Given task: Count the lines of the records below that contain the word "wooden", matching case exactly. Reply with the number alone.

##### Data to use

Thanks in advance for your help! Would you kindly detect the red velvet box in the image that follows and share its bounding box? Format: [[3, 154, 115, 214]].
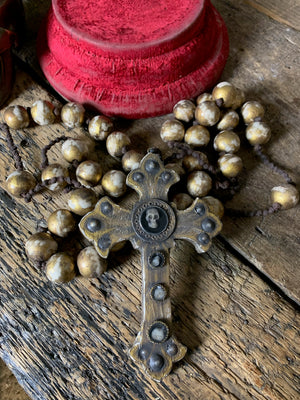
[[38, 0, 229, 118]]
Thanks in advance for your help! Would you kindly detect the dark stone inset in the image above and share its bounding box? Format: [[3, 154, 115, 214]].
[[100, 201, 113, 215], [201, 218, 216, 232], [98, 233, 111, 250], [148, 353, 165, 372], [85, 218, 101, 233], [197, 232, 210, 244]]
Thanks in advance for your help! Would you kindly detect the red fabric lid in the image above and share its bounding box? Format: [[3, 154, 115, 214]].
[[38, 0, 228, 118]]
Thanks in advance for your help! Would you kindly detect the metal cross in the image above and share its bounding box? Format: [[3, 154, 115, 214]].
[[79, 152, 222, 381]]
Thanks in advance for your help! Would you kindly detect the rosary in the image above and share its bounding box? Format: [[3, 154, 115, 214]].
[[0, 82, 299, 381]]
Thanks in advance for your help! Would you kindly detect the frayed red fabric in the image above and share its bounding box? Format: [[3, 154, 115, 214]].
[[38, 0, 229, 118]]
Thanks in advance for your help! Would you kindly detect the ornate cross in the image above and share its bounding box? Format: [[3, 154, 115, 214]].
[[79, 152, 222, 381]]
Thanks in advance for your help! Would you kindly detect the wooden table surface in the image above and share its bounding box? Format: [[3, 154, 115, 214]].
[[0, 0, 300, 400]]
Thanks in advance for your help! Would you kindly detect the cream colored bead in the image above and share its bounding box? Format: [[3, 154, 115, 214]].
[[187, 171, 212, 197], [217, 110, 240, 131], [271, 185, 299, 210], [61, 139, 94, 162], [173, 100, 196, 122], [212, 82, 236, 108], [182, 151, 208, 172], [122, 150, 143, 172], [60, 103, 85, 128], [46, 253, 75, 283], [76, 160, 102, 187], [214, 131, 241, 153], [77, 246, 107, 278], [196, 93, 214, 105], [160, 119, 185, 142], [184, 125, 210, 147], [195, 101, 221, 126], [218, 154, 243, 178], [246, 122, 271, 146], [6, 171, 36, 197], [88, 115, 114, 140], [25, 232, 58, 262], [102, 170, 126, 197], [106, 131, 130, 157], [171, 193, 194, 210], [241, 101, 265, 125], [202, 196, 224, 219], [30, 100, 56, 125], [47, 209, 76, 237], [3, 106, 29, 129], [68, 188, 97, 215], [41, 163, 69, 191]]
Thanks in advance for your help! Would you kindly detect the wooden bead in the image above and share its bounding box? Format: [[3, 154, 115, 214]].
[[241, 101, 265, 125], [173, 100, 196, 122], [246, 122, 271, 146], [214, 131, 241, 153], [101, 170, 126, 197], [3, 106, 29, 129], [212, 82, 236, 108], [6, 171, 36, 197], [46, 253, 75, 283], [77, 246, 107, 278], [88, 115, 114, 140], [187, 171, 212, 197], [218, 154, 243, 178], [122, 150, 143, 172], [68, 188, 97, 216], [76, 160, 102, 187], [195, 101, 221, 126], [106, 132, 130, 157], [60, 103, 85, 128], [184, 125, 210, 147], [160, 119, 185, 142], [30, 100, 56, 125], [25, 232, 58, 262], [47, 209, 76, 237], [41, 163, 69, 191], [271, 185, 299, 210]]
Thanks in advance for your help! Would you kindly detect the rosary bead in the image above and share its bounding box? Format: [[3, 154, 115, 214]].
[[76, 160, 102, 187], [122, 150, 143, 172], [106, 131, 130, 157], [3, 106, 29, 129], [214, 131, 241, 153], [187, 171, 212, 197], [217, 110, 240, 131], [6, 171, 36, 197], [60, 103, 85, 128], [184, 125, 210, 147], [46, 253, 75, 283], [30, 100, 56, 125], [173, 100, 196, 122], [246, 122, 271, 146], [195, 101, 221, 126], [271, 185, 299, 210], [160, 119, 185, 142], [25, 232, 58, 262], [101, 170, 126, 197], [68, 188, 97, 216], [202, 196, 224, 219], [241, 101, 265, 125], [212, 82, 236, 108], [47, 209, 76, 237], [88, 115, 114, 140], [41, 163, 69, 191], [218, 154, 243, 178], [77, 246, 107, 278]]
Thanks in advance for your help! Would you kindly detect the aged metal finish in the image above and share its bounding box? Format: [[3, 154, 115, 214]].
[[79, 151, 222, 381]]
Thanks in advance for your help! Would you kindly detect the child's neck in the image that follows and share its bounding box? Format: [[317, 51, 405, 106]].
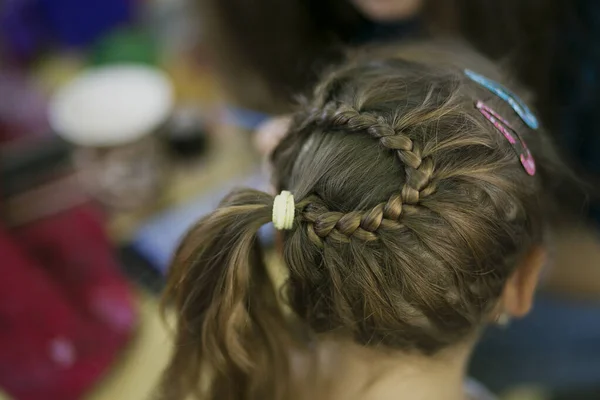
[[314, 343, 472, 400]]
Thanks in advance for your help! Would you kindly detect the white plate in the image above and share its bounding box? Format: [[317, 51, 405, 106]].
[[49, 64, 173, 146]]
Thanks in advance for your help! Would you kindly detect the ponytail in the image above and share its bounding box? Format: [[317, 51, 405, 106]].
[[160, 189, 300, 400]]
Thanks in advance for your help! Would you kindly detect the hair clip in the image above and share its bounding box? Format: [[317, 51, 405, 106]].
[[475, 100, 536, 176], [464, 69, 540, 129]]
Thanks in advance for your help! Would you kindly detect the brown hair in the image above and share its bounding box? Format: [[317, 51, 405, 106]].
[[163, 42, 562, 400], [197, 0, 572, 117]]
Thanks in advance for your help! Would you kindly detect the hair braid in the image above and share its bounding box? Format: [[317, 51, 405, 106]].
[[319, 102, 435, 206]]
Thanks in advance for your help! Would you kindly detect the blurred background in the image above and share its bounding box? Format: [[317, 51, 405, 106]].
[[0, 0, 266, 400], [0, 0, 600, 400]]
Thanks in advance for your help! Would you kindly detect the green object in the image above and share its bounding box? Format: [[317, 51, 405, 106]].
[[88, 28, 159, 66]]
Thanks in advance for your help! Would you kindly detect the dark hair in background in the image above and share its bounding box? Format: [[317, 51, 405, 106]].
[[161, 41, 564, 400], [197, 0, 571, 120]]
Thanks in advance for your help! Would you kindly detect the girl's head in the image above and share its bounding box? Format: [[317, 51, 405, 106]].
[[158, 42, 568, 399]]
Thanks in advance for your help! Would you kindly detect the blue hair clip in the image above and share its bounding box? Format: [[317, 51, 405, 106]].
[[465, 69, 540, 129]]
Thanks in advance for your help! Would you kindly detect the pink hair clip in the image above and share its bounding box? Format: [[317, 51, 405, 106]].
[[475, 100, 536, 176]]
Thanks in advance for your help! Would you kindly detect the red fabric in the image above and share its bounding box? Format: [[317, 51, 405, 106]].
[[0, 206, 135, 400]]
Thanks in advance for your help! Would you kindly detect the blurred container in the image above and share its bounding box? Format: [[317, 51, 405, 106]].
[[49, 64, 173, 209]]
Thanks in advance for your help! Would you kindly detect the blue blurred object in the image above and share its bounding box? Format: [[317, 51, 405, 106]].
[[132, 173, 273, 273], [0, 0, 48, 60], [224, 106, 272, 131], [469, 293, 600, 391], [0, 0, 134, 59], [38, 0, 134, 47]]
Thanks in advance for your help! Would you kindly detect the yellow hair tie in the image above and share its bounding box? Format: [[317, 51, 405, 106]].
[[273, 190, 295, 231]]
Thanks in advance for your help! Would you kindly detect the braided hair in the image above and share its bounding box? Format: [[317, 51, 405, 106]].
[[158, 42, 560, 399]]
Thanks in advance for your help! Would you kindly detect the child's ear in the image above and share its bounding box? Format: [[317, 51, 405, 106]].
[[500, 247, 546, 318]]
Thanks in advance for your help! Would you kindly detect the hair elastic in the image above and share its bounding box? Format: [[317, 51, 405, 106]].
[[475, 100, 536, 176], [273, 190, 295, 231], [464, 69, 540, 129]]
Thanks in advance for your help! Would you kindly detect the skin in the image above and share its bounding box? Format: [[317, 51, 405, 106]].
[[278, 248, 546, 400], [351, 0, 424, 22]]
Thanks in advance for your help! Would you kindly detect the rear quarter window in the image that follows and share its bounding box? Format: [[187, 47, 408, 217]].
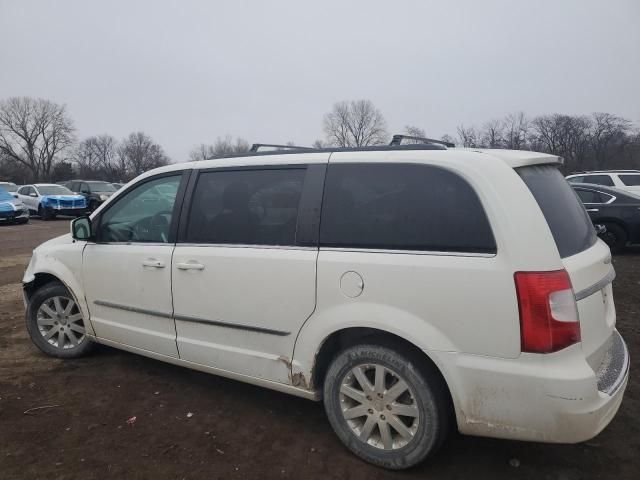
[[516, 165, 597, 258], [320, 163, 496, 253]]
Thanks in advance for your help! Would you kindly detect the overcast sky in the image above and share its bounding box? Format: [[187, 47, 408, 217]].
[[0, 0, 640, 161]]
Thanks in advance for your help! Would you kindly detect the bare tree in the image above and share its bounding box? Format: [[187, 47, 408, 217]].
[[458, 125, 478, 148], [480, 120, 504, 148], [189, 135, 251, 161], [324, 100, 388, 147], [503, 112, 529, 150], [73, 135, 123, 181], [118, 132, 169, 179], [0, 97, 74, 181], [402, 125, 427, 144], [590, 112, 631, 169]]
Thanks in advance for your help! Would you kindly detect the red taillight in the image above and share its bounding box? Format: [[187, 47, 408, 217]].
[[514, 270, 580, 353]]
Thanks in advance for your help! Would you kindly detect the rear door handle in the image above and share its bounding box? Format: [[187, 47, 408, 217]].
[[142, 258, 164, 268], [176, 261, 204, 270]]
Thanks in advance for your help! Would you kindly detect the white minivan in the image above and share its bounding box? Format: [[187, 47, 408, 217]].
[[24, 144, 629, 469]]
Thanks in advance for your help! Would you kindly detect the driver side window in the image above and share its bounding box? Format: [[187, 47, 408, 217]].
[[98, 174, 182, 243]]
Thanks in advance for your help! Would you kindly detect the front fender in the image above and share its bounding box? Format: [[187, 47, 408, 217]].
[[22, 235, 94, 335]]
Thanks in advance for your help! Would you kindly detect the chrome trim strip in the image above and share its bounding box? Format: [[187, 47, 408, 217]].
[[93, 300, 173, 318], [575, 269, 616, 301], [174, 315, 291, 337], [320, 247, 497, 258], [176, 242, 318, 251]]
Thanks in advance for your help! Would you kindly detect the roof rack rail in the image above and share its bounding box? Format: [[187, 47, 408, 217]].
[[389, 135, 455, 148], [249, 143, 316, 152]]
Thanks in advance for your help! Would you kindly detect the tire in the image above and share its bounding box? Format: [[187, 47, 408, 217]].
[[324, 345, 451, 470], [600, 223, 629, 253], [26, 282, 94, 358]]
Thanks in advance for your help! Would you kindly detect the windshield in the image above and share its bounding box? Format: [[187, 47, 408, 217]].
[[0, 185, 15, 202], [37, 185, 73, 195], [87, 182, 116, 192], [0, 182, 18, 192]]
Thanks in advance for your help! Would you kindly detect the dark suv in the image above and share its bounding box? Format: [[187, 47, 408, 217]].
[[65, 180, 116, 212]]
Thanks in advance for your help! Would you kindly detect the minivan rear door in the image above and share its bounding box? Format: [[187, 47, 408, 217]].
[[172, 161, 328, 384], [516, 165, 616, 370]]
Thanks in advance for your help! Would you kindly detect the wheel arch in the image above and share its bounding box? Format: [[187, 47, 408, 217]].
[[293, 327, 455, 413]]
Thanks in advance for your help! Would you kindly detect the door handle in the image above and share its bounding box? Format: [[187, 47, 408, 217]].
[[176, 261, 204, 270], [142, 258, 164, 268]]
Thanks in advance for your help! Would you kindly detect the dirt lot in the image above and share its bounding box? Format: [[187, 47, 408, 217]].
[[0, 220, 640, 479]]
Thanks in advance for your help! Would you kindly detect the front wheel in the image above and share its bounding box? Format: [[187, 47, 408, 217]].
[[26, 282, 93, 358], [324, 345, 450, 470]]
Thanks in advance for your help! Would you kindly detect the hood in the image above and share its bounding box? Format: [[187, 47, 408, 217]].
[[42, 194, 84, 200], [0, 197, 24, 212]]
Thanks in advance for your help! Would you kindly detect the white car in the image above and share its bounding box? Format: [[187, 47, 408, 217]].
[[566, 170, 640, 195], [23, 145, 629, 469], [17, 183, 87, 220]]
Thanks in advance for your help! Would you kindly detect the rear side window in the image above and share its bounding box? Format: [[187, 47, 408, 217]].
[[583, 175, 613, 187], [576, 190, 603, 203], [185, 168, 306, 245], [516, 165, 596, 258], [618, 175, 640, 187], [320, 164, 496, 253]]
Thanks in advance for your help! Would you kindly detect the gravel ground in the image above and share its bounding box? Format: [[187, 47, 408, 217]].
[[0, 219, 640, 480]]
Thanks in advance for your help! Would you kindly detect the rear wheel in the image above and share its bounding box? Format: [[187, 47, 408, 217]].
[[600, 223, 628, 253], [324, 345, 450, 470], [27, 282, 93, 358]]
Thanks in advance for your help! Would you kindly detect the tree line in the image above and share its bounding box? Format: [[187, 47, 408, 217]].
[[0, 97, 170, 183], [0, 97, 640, 183]]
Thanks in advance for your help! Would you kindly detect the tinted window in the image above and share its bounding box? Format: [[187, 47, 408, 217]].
[[320, 164, 496, 252], [517, 165, 596, 258], [84, 182, 116, 192], [584, 175, 613, 187], [98, 175, 181, 243], [576, 190, 602, 203], [618, 175, 640, 187], [186, 168, 306, 245]]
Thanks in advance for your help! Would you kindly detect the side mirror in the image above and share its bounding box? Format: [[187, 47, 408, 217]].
[[71, 217, 93, 240]]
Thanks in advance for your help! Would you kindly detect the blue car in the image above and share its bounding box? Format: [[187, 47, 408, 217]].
[[18, 183, 87, 220], [0, 187, 29, 223]]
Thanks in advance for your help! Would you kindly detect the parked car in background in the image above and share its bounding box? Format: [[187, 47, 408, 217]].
[[0, 185, 29, 224], [18, 183, 87, 220], [0, 182, 18, 196], [65, 180, 117, 212], [566, 170, 640, 194], [23, 144, 629, 469], [572, 183, 640, 252]]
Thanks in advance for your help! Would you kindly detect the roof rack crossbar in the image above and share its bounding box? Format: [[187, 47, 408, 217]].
[[249, 143, 316, 152], [389, 135, 455, 148]]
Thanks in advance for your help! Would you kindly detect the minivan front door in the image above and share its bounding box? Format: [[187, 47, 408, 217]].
[[82, 174, 184, 357], [172, 165, 324, 384]]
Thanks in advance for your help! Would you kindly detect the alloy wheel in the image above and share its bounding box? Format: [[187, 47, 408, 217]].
[[340, 364, 420, 450], [36, 296, 85, 350]]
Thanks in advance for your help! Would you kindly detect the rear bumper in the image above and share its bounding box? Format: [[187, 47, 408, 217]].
[[436, 331, 629, 443]]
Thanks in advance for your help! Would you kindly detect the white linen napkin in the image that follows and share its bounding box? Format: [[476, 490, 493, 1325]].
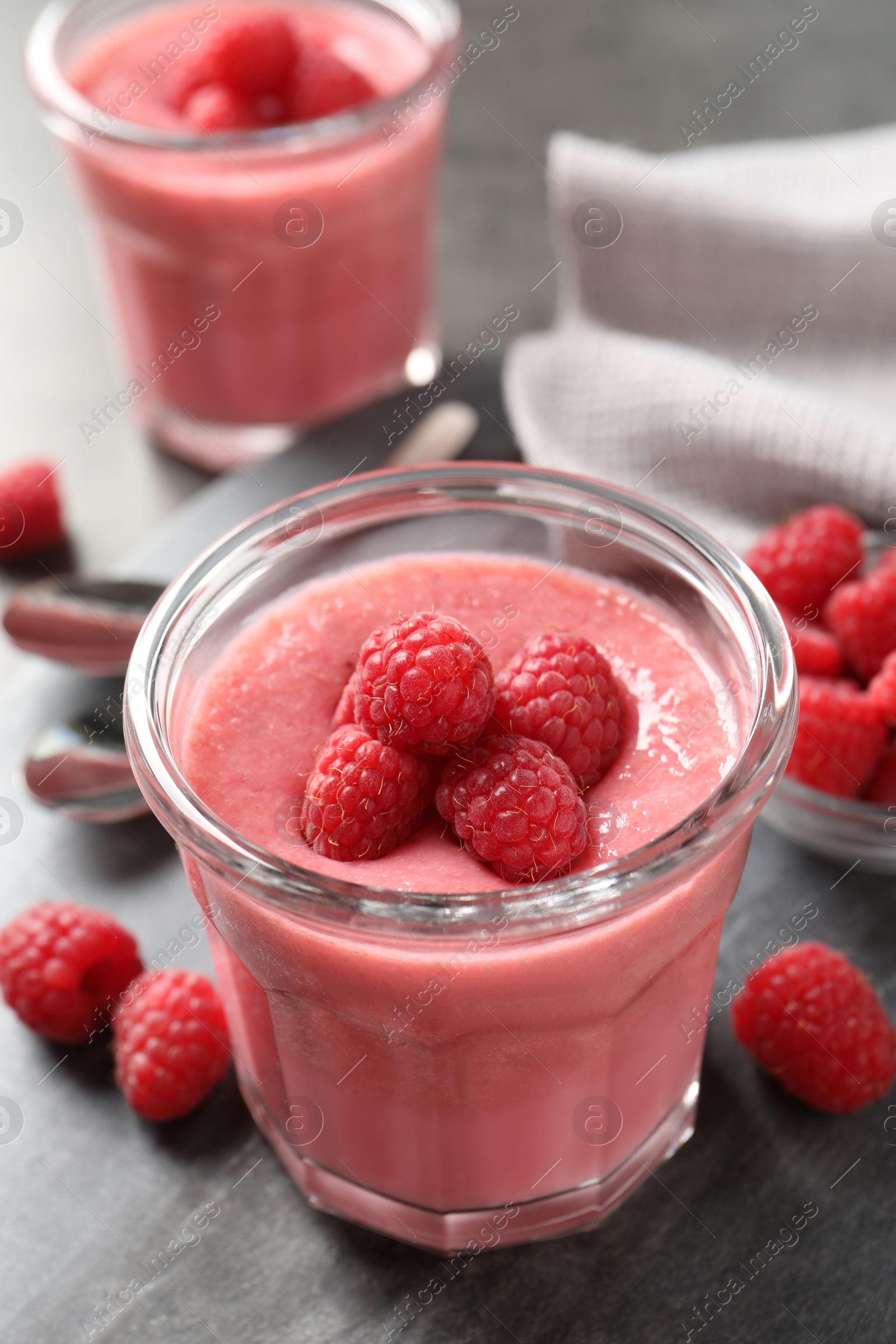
[[504, 127, 896, 550]]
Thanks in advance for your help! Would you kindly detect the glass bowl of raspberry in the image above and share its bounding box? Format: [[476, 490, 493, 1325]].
[[126, 464, 796, 1254], [745, 504, 896, 872], [27, 0, 459, 470]]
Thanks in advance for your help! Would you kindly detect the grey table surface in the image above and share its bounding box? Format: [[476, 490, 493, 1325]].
[[0, 0, 896, 1344]]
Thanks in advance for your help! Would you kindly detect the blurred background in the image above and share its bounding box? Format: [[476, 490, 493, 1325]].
[[0, 0, 896, 682]]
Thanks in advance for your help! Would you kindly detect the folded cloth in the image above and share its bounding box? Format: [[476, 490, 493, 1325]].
[[504, 127, 896, 550]]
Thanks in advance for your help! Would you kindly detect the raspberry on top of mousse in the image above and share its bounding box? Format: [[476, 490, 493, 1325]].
[[301, 723, 432, 861], [301, 612, 620, 883], [435, 735, 589, 883], [354, 612, 494, 755], [494, 631, 622, 787], [172, 11, 375, 132]]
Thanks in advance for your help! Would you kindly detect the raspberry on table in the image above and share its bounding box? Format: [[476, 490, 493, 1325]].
[[732, 942, 896, 1116], [435, 734, 587, 884], [494, 631, 622, 787], [0, 458, 66, 561], [354, 612, 494, 755], [111, 970, 230, 1119], [290, 41, 376, 121], [0, 900, 142, 1046], [778, 602, 843, 678], [786, 676, 888, 799], [823, 564, 896, 682], [300, 723, 432, 863], [744, 504, 862, 612]]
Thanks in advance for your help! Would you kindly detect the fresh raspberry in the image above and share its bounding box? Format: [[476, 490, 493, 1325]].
[[111, 970, 230, 1119], [823, 564, 896, 682], [865, 742, 896, 801], [300, 723, 432, 863], [333, 672, 357, 729], [172, 13, 298, 108], [872, 540, 896, 574], [290, 41, 376, 121], [0, 900, 142, 1046], [0, 460, 66, 561], [732, 942, 896, 1116], [494, 631, 622, 787], [787, 676, 886, 799], [778, 604, 843, 678], [184, 85, 262, 130], [744, 504, 862, 612], [435, 735, 587, 884], [354, 612, 494, 755], [868, 653, 896, 725]]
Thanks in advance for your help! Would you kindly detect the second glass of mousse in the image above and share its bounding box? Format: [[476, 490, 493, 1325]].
[[28, 0, 458, 469]]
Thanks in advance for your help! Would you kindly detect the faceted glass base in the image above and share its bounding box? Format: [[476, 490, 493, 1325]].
[[238, 1068, 700, 1254]]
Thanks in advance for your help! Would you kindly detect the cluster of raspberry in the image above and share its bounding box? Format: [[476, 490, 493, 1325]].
[[744, 504, 896, 804], [171, 11, 375, 132], [301, 612, 622, 884], [0, 900, 230, 1119]]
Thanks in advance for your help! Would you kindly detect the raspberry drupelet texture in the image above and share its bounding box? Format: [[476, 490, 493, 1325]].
[[787, 676, 888, 799], [354, 612, 494, 755], [868, 653, 896, 726], [301, 723, 432, 863], [778, 602, 843, 676], [0, 900, 142, 1044], [435, 735, 587, 884], [494, 631, 622, 787], [744, 504, 862, 612], [865, 742, 896, 801], [825, 564, 896, 682], [111, 970, 230, 1119], [732, 942, 896, 1116], [333, 672, 357, 729]]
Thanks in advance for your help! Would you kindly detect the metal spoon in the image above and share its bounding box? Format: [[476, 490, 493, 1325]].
[[3, 402, 479, 676], [19, 402, 479, 823], [3, 574, 164, 676], [24, 683, 149, 821]]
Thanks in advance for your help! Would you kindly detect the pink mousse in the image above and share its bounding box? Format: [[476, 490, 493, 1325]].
[[183, 555, 736, 893], [175, 554, 748, 1225], [68, 0, 447, 424]]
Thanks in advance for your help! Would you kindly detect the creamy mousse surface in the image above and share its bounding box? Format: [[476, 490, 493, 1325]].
[[70, 0, 428, 133], [180, 552, 740, 893]]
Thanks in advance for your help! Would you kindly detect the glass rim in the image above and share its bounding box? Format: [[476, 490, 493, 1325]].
[[26, 0, 461, 155], [125, 463, 796, 931], [778, 774, 893, 825]]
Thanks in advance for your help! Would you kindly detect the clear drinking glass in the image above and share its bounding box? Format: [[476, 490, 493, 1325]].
[[27, 0, 459, 469], [126, 464, 796, 1254]]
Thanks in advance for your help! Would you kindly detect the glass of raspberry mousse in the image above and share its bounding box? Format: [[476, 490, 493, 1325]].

##########

The response: 2